— begin —

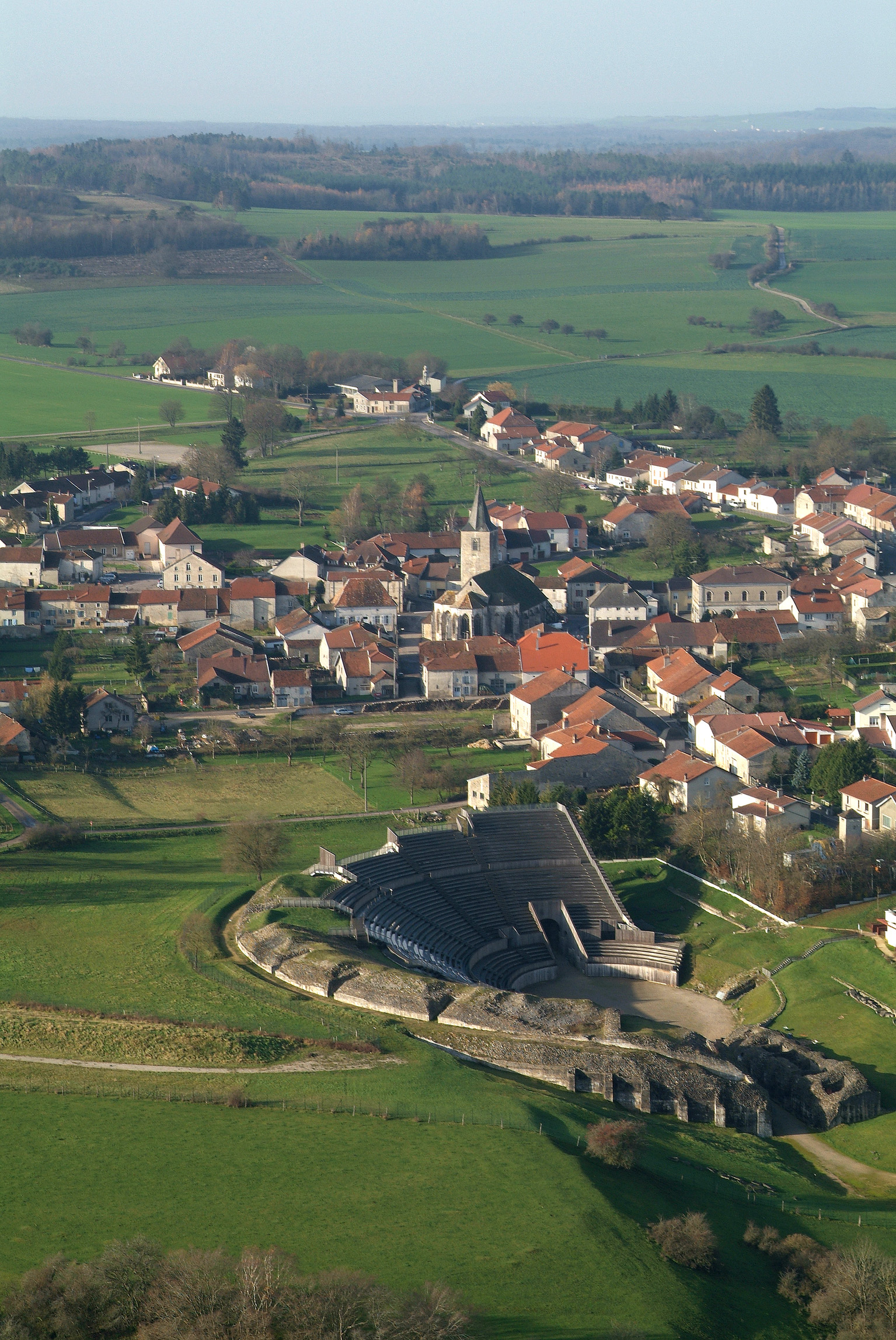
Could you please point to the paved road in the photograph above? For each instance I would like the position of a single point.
(647, 1000)
(18, 812)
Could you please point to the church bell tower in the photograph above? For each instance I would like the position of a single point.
(479, 541)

— end —

REQUIREMENT: Give every line of the items above as a Markdown table with the columns Row and Item line. Number the rows in order, skip blank lines, and leave the pictures out.

TASK OUTPUT:
| Row | Item line |
|---|---|
| 1 | Could you please point to the paved road in the photograph above? For each instance I would like the position of a single point. |
| 2 | (647, 1000) |
| 3 | (18, 812) |
| 4 | Could you please point to the church bell tower in the photograph above? For each instance I would like the position of a single point. |
| 5 | (479, 541) |